YOUR TASK:
Without the pictures, copy the entries below word for word.

Items from a data source:

────────

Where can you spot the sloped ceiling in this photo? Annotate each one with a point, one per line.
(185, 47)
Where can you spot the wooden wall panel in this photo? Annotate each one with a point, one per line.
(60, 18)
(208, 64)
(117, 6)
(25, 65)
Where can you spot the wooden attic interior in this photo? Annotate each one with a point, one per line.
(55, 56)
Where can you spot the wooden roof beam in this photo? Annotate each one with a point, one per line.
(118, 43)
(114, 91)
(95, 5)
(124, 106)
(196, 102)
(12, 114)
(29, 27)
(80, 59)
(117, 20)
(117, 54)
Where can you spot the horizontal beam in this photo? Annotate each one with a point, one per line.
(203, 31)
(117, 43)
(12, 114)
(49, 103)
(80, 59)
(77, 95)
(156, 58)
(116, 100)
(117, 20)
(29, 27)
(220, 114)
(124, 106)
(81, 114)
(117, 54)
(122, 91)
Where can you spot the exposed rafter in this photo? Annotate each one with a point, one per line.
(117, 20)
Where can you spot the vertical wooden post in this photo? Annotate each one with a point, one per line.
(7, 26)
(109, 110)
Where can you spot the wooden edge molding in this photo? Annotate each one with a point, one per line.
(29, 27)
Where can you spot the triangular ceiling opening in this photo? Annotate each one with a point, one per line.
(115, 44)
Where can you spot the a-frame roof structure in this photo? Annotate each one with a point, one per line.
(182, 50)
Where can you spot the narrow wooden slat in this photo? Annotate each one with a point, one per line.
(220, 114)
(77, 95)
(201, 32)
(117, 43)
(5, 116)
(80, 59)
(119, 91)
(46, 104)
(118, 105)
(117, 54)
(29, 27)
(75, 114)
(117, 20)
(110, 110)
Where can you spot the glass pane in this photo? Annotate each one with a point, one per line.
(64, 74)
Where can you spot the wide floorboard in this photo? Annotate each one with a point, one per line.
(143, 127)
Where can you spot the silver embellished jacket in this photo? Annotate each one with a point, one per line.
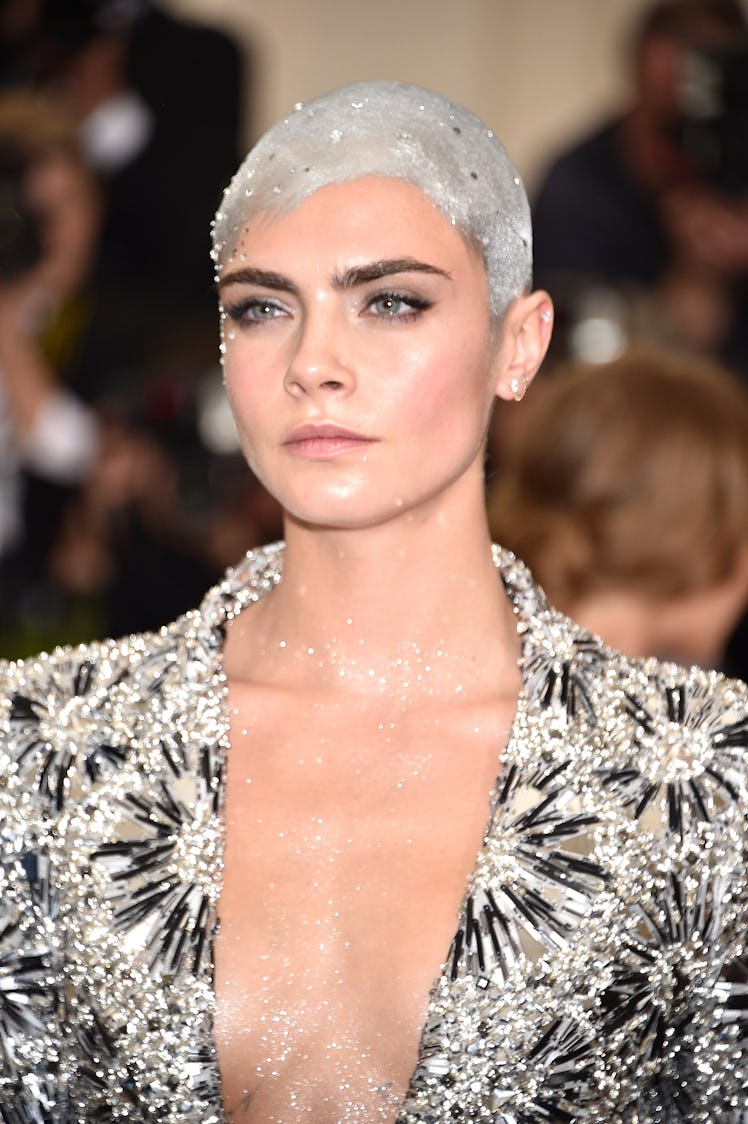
(598, 967)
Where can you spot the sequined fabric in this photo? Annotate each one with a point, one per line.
(598, 968)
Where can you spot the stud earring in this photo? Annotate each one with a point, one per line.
(517, 387)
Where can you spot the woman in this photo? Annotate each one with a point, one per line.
(306, 760)
(625, 491)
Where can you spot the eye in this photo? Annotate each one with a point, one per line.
(254, 310)
(397, 306)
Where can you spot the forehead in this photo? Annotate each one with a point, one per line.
(370, 215)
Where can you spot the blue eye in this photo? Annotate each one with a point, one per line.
(254, 310)
(397, 306)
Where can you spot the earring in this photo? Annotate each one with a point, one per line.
(517, 387)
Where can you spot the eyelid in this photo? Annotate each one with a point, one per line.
(415, 302)
(237, 308)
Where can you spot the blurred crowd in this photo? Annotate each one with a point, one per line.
(123, 493)
(623, 480)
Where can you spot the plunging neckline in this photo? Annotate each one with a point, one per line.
(259, 585)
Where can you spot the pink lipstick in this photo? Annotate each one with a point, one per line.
(320, 442)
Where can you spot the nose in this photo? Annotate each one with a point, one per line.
(318, 360)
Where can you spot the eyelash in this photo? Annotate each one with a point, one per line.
(414, 305)
(241, 313)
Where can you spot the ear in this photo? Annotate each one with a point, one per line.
(524, 337)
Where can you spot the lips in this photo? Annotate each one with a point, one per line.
(318, 442)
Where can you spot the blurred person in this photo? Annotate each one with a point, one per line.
(80, 481)
(50, 223)
(625, 490)
(374, 833)
(651, 208)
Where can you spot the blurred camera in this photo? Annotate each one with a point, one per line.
(20, 242)
(713, 130)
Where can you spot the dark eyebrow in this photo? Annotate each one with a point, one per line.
(359, 274)
(353, 277)
(267, 279)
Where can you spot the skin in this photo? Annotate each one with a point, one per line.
(382, 662)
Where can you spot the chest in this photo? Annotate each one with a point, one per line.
(350, 837)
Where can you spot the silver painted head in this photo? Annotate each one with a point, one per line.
(397, 130)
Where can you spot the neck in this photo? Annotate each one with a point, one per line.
(360, 608)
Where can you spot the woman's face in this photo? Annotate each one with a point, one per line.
(360, 359)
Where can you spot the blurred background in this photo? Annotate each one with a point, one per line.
(122, 492)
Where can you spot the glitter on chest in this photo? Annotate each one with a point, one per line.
(598, 966)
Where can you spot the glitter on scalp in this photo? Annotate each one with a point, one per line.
(398, 130)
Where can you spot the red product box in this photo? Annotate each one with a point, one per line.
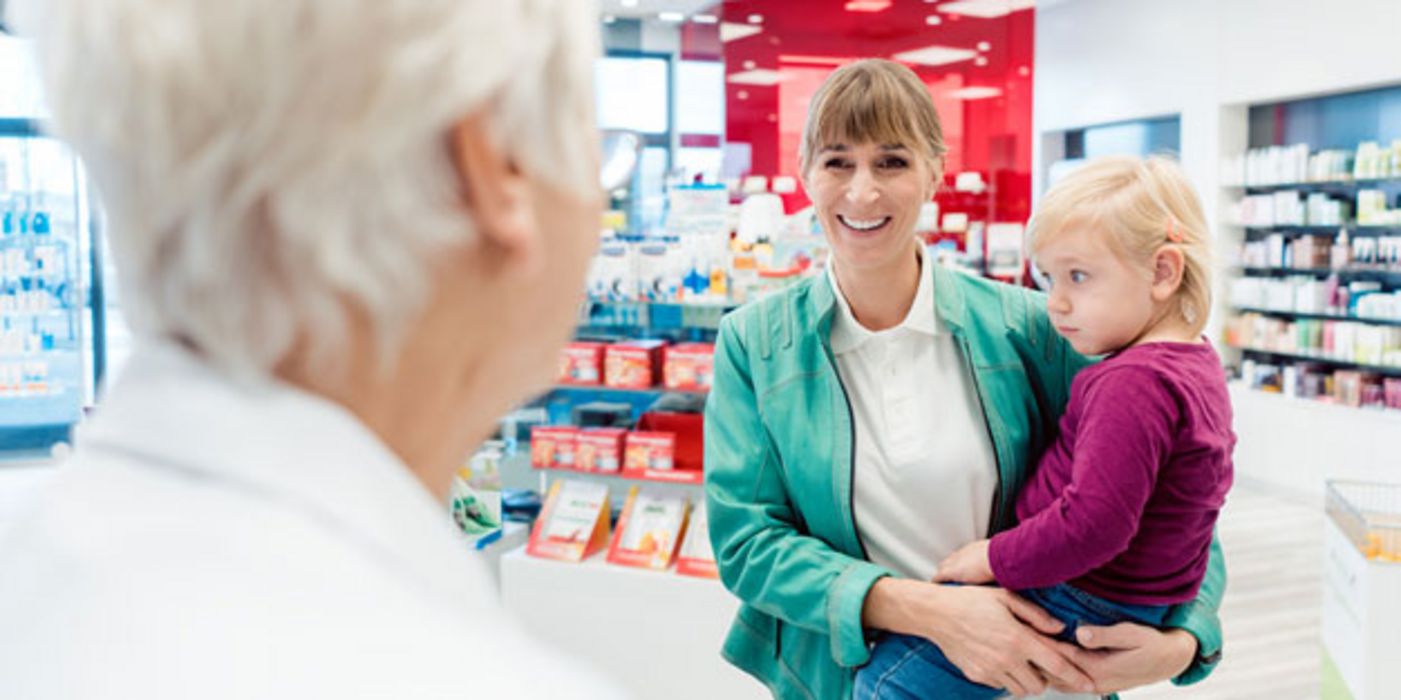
(552, 447)
(650, 451)
(582, 363)
(598, 450)
(635, 364)
(688, 367)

────────

REPLY:
Where can you spot the sloped ceiling in this photo? Annotate each one with a point, one per line.
(185, 47)
Where can you spot the wooden wall panel in this photo? Annotate each one with a point, one per line.
(60, 18)
(208, 64)
(117, 6)
(25, 65)
Where can you spot the wooden attic interior in this photo? Annotate each one with a point, one per line.
(55, 56)
Where can you spot the wooden roof beam in this photo? Annotate each one with a point, one per line.
(118, 43)
(114, 91)
(95, 5)
(124, 106)
(196, 102)
(12, 114)
(29, 27)
(80, 59)
(117, 20)
(117, 54)
Where can you spot the horizontal beam in this photo? Annotate each one with a point, one per line.
(203, 31)
(117, 43)
(12, 114)
(49, 103)
(80, 59)
(77, 95)
(156, 58)
(116, 100)
(117, 20)
(29, 27)
(220, 114)
(124, 106)
(81, 114)
(117, 54)
(122, 91)
Where can you spot the exposed rafter in this photo? Annotate each one with a point, one per line.
(117, 20)
Where can you spot the vertical wooden post in this photo? Annotate each one with a point, one per line.
(7, 26)
(109, 110)
Where can you spot the wooden edge molding in this photo? Annotate each one with a point, one per line.
(29, 27)
Where can you spot the triangular ceiling opening in this photo? Annotate each one with a point, one per line.
(115, 44)
Where can you spot the a-frame roof structure in this photo? Annotate each one with a point, one per line.
(182, 50)
Where can you spot the narrow wooden slat in this photo? Annotate each one with a point, one per line.
(220, 114)
(77, 95)
(201, 32)
(117, 43)
(5, 116)
(80, 59)
(119, 91)
(46, 104)
(118, 105)
(117, 54)
(29, 27)
(75, 114)
(117, 20)
(110, 110)
Where can you spot the glass pane in this photo? Annotate each one with a point, one per line.
(64, 74)
Where can you spot the wide floorboard in this photo? Annotate each one with a point, one per line.
(143, 127)
Where can you spot the silver embellished jacket in this photo? Annotate each one with a point, one per line.
(598, 967)
Where can you spot the sequined fabric in this photo? Annotate each one with a point, one per line.
(598, 968)
Where can you spot the stud earring in this photo? Annotate each one with a point, one per line.
(517, 387)
Where can you spot the woman in this photo? Annotate each one with a point, one per line.
(306, 760)
(625, 491)
Where can you spot the eye in this photo? Annotate each one with a point, one per line.
(254, 310)
(397, 306)
Where can you spot the forehead in this photo? Annotate each one with a point, one per line.
(370, 215)
Where can you spot the blue eye in this photo? Annotate each one with a point, one per line.
(254, 310)
(397, 306)
Where can you spot the earring in this photo? Annotate each one with a point, one per line.
(517, 387)
Where can you spot the eyelid in this photo? Annotate each one with a point, one per line.
(415, 302)
(237, 308)
Where can you spot the blurred crowd in this photo? Annotate each one with a point, one per line.
(123, 493)
(623, 480)
Where can you spot the plunging neckline in this photo? Annotate each one with a point, one per line.
(259, 585)
Where can you spot the pink lipstick in this photo? Annotate each one with a point, one per line.
(320, 442)
Where can you spot the nose in this photo? Annotate each one with a point, one per line.
(318, 360)
Where can you spot the eyelash in this photo? Annotate each one with a point, one per line.
(414, 305)
(241, 313)
Where can you spot the ear in this photo? Annotate each one with a point, one per line.
(524, 337)
Where can you spot the lips in this photo? Annotate each one with a point, one per line.
(318, 442)
Where can you spot the blurred person in this photo? Annotate each one with a point, one per line.
(80, 481)
(50, 223)
(625, 490)
(374, 833)
(651, 208)
Where can you spot the blurred camera in this photo? Annotate each one with a point, one per line.
(20, 242)
(713, 130)
Where can you spot the dark eyebrow in this photo? Annotate each one with a point, one per line.
(359, 274)
(353, 277)
(267, 279)
Where can you spot the skin in this photo? Annotate each one with a point, one per line.
(382, 662)
Where can you spot the chest in this photo? Annotate each one with a point, one per line.
(350, 837)
Where can you spot the silver painted head in this photo? Annotate each one with a point, one per line.
(397, 130)
Where can you spot the neck in this photo? Annotate each one with a point, one per line.
(360, 608)
Where can you spot the woman's face in this photo? Annotate each one with a point, one per line.
(360, 359)
Where can you spot the blurred background in this photo? Annotate each one with a point, one per line.
(122, 492)
Where can you spot the glitter on chest in this photo? Annotate each one with a point, one per line.
(598, 966)
Where can you spot the glitter on scalp in this photo? Annotate each one with a point, one per line.
(398, 130)
Where can you spot the red product box in this photo? Annotate each one with a point, one per line.
(552, 447)
(650, 451)
(582, 363)
(598, 450)
(635, 364)
(688, 367)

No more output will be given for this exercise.